*DOCUMENT EXCERPT:*
Data Development
You must use the same data source for Study 1 and Study 2 in Project B. That data source must either be:
- NHANES data, as discussed here.
- something else, as discussed here.
- To encourage people to use data other than NHANES, there is a four-point bonus in the final project B grade available for all projects which use non-NHANES data.
Data Requirements for Study 1 and Study 2
- Number of observations
- If you are using NHANES data, you will need between 500 and 7,500 observations with a minimum of 500 observations containing complete data on all of the variables you will use in Study 1 or Study 2.
- If you are using any other data source, you will need between 250 and 10,000 observations, and at least 250 with complete data on all variables you will use in Study 1 or Study 2.
- We require that all variables treated as quantitative in Study 1 (Analyses A, B, or C) or as your quantitative outcome in Study 2 contain at least 15 unique values.
- The data must include a unique coded identifier (
SEQN
in NHANES) for each row (subject.)
- Number and type of variables for Study 1 (where you will do 4 of the following 5 analyses)
- For Analysis A, you will need appropriate data to allow you to compare two means using paired samples. So that would require a set of paired measurements of the same quantity, perhaps measurements of the same subjects before and after the application of an exposure. Again, we require that all variables treated as quantitative in Study 1 (Analyses A, B, or C) or as your quantitative outcome in Study 2 contain at least 15 unique values.
- For Analysis B, you will need appropriate data to allow you to compare two means using independent samples. This would require a quantitative outcome (with at least 15 unique values), and a binary categorical variable which divides the data into two subgroups, so that each subgroup has a minimum of 30 observations.
- For Analysis C, you will need appropriate data to allow you to compare 3-6 means using independent samples. This would require a quantitative outcome (with at least 15 unique values), and a multi-categorical variable with 3-6 categories which divides the data into subgroups, so that each subgroup has a minimum of 30 observations.
- For Analysis D, you will need appropriate data to allow you to create and analyze a 2 \(\times\) 2 table. This would require two independently collected binary categorical variables, that split the data into four groups in a 2 \(\times\) 2 table, each with a minimum of 30 observations.
- For Analysis E, you will need appropriate data to allow you to create and analyze a J \(\times\) K table, where \(2 \leq J \leq 5\) and \(3 \leq K \leq 5\). This would require two independently collected categorical variables (one with J groups and one with K groups), that split the data into groups in a J \(\times\) K table, so that each cell within the table has a minimum of 15 observations.
- At a bare minimum, then, you will need a quantitative outcome (for Analyses A, B and C) and two binary variables (one for B and two for D and one for E) and a multi-categorical variable with 3-5 levels (for C and E) although you are welcome to use different variables from the same data source for each of the four Study 1 analyses you complete.
- Number and type of variables for Study 2
- You will need a quantitative outcome. Again, we require that your quantitative outcome contains at least 15 unique values.
- You will need a key predictor of interest (which may be either quantitative, or categorical.) If it is categorical, it must have 2-6 categories, and each category must contain at least 30 observations. Your research question will focus largely on how effectively this key predictor can be used to predict your quantitative outcome.
- You will need to identify 3-8 additional predictors of your outcome, at least one of which must be a multi-categorical predictor with 3-6 categories, where each category contains at least 30 observations. The other predictors can be any combination of quantitative and categorical (with 2-6 categories each, with at least 30 observations in each category.)

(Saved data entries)
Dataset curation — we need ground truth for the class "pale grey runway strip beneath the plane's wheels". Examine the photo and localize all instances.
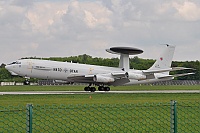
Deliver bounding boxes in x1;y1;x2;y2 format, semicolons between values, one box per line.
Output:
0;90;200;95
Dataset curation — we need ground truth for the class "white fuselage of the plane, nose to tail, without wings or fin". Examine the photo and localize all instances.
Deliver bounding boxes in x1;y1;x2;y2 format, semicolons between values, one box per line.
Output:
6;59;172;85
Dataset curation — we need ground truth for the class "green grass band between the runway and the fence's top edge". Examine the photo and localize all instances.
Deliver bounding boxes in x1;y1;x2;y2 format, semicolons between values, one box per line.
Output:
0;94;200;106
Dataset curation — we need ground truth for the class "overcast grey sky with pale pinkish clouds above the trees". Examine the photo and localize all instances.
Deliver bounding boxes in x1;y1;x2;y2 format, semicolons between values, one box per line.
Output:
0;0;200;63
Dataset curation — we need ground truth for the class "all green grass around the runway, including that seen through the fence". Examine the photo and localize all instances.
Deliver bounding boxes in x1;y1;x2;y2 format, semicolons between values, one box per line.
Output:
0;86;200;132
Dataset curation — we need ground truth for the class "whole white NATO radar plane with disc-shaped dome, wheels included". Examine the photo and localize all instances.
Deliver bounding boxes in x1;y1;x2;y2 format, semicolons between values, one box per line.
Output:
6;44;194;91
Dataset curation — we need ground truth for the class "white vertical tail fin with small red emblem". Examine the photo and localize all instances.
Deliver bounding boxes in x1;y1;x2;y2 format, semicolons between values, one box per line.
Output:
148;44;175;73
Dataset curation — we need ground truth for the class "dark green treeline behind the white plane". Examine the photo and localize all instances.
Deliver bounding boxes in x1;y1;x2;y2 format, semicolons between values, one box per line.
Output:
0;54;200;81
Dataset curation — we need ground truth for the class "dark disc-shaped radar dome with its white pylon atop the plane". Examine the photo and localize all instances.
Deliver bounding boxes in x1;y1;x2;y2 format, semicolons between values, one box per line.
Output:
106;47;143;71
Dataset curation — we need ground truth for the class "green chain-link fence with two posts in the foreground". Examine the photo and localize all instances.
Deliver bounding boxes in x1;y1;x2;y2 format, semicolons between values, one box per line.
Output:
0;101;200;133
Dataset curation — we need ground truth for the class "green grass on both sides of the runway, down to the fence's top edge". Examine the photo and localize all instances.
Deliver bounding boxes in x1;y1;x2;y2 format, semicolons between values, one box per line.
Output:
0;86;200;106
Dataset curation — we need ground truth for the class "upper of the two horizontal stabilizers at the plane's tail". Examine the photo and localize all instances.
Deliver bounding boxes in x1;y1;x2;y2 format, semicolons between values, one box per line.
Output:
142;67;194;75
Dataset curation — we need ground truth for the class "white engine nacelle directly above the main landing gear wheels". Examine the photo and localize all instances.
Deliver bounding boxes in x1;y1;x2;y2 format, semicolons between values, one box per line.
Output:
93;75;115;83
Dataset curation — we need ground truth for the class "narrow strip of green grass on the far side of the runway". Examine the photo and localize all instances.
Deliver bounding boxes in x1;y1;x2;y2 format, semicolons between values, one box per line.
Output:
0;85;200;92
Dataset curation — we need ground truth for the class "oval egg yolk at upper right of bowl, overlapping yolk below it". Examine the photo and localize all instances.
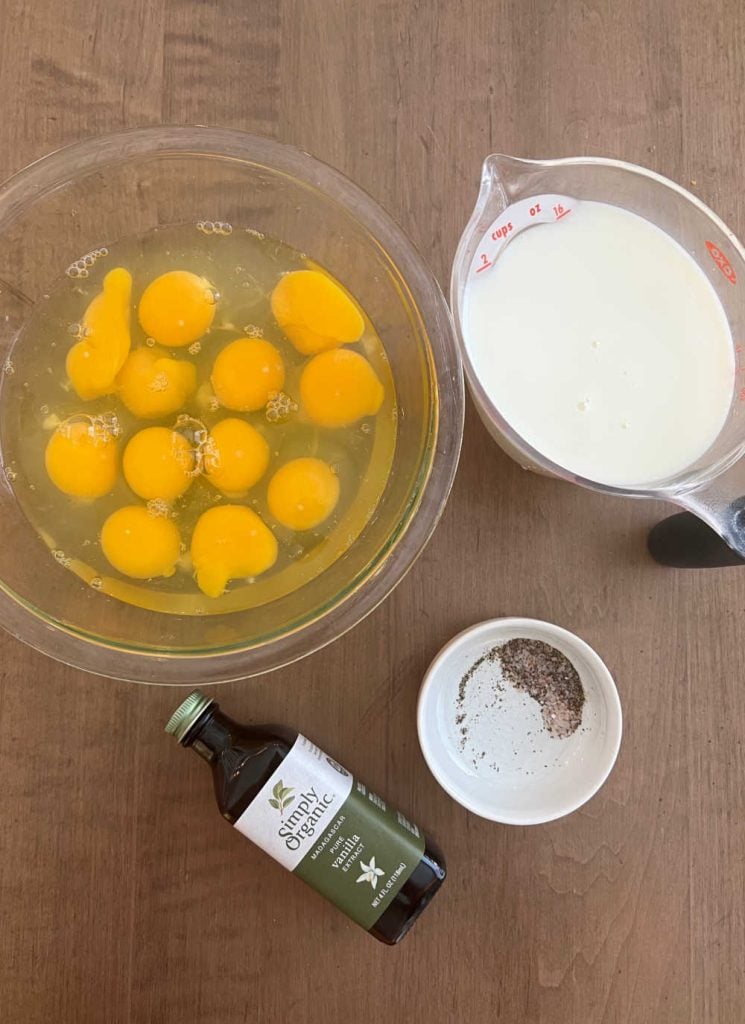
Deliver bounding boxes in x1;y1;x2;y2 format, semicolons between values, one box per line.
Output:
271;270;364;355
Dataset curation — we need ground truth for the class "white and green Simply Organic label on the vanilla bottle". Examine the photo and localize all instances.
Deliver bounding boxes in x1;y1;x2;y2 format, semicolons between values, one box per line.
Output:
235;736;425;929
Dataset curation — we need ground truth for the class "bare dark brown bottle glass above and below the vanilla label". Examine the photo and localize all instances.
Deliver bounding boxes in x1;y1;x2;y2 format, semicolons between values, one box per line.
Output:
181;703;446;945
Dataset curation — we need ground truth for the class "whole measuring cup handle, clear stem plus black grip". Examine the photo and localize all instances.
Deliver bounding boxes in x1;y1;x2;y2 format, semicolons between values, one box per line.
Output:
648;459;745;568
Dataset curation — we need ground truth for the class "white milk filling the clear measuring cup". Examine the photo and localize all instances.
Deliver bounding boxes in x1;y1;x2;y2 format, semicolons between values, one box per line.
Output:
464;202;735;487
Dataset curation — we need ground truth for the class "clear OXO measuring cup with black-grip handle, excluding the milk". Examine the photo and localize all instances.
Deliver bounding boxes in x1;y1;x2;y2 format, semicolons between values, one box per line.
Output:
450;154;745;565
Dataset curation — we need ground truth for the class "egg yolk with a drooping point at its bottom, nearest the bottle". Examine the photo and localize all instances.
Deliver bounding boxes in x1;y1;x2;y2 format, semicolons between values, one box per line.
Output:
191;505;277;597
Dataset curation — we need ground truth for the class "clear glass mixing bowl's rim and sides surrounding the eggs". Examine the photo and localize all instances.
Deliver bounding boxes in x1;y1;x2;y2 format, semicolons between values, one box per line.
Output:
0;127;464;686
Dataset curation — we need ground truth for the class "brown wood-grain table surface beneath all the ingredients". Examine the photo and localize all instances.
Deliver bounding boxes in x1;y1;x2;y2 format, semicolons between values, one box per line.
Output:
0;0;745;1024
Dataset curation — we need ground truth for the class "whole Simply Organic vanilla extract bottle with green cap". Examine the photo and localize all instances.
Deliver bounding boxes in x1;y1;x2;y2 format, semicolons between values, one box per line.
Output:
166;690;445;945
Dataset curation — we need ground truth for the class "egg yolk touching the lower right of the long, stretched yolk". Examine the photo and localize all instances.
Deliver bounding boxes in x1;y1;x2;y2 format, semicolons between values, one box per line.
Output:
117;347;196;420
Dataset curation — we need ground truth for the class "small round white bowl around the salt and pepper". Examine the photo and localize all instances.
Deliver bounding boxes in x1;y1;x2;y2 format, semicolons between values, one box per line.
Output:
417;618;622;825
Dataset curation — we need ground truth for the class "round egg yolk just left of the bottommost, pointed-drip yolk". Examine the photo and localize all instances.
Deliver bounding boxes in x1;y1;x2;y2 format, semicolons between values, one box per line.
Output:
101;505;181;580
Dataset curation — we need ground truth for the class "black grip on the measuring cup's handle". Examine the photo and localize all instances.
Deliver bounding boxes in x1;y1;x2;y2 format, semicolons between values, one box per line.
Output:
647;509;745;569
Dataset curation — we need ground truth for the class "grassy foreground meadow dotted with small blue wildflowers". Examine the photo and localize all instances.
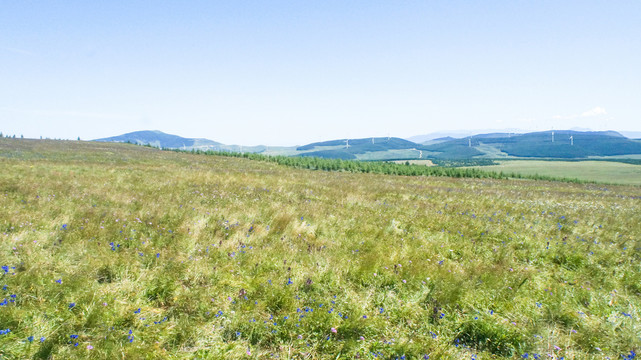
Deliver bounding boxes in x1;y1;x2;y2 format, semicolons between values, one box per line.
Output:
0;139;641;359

*PROBLEM TO WORK ON:* Continue the Project B data requirements text from the point where it ends, after the last sentence about the additional predictors for Study 2.

*EXERCISE RESPONSE:*
- Your data for each Study must be managed, merged (if necessary) and cleaned exclusively using R to go from raw data to that Study’s final clean tibble. This data management process must include the creation of appropriately labeled (and, if necessary, collapsed) factors for all categorical variables you will use in either study, and appropriate investigation and actions regarding missing values, numbers of unique values, and impossible values.
- You will need to generate a single clean data set which you will then use for all four of your Study 1 analyses. For Study 1, work with a data set that has complete cases only on all of the analytic variables you study in your various Study 1 analyses. Describe those data overall using a codebook and an appropriate set of numerical summaries for your variables.
- You will need to generate a single clean data set for all of your Study 2 analyses, which you will then partition (after single imputation of all variables besides your outcome and key predictor, to deal with missing values of all of your non-key predictors, if they exist) into a model training (or development) sample containing 60-80% of the data, and a model testing (or validation) sample containing the remaining 20-40% of the data. Describe the training data overall using a codebook and an appropriate set of numerical summaries, as you did in Study 1.
Tips on Cleaning Your Data
If you need to merge data (for instance in NHANES) clean the data after completing the merge.
Note that it’s only necessary to clean the variables you will actually use in your analyses below. Create an analytic data set containing only those variables.
- This should include a subject identification code (the
SEQN
in NHANES), your outcome, your key predictor and your other predictors. - If you are working with NHANES 2017-March 2020 data, you must include RIDSTATR and RIDAGEYR from the P_DEMO file.
- Include RIDSTATR just so that you can prove that all of its values are 2 in your sample.
- Include RIDAGEYR even if you’re not using it in your models, so you can describe the ages of the people in your sample.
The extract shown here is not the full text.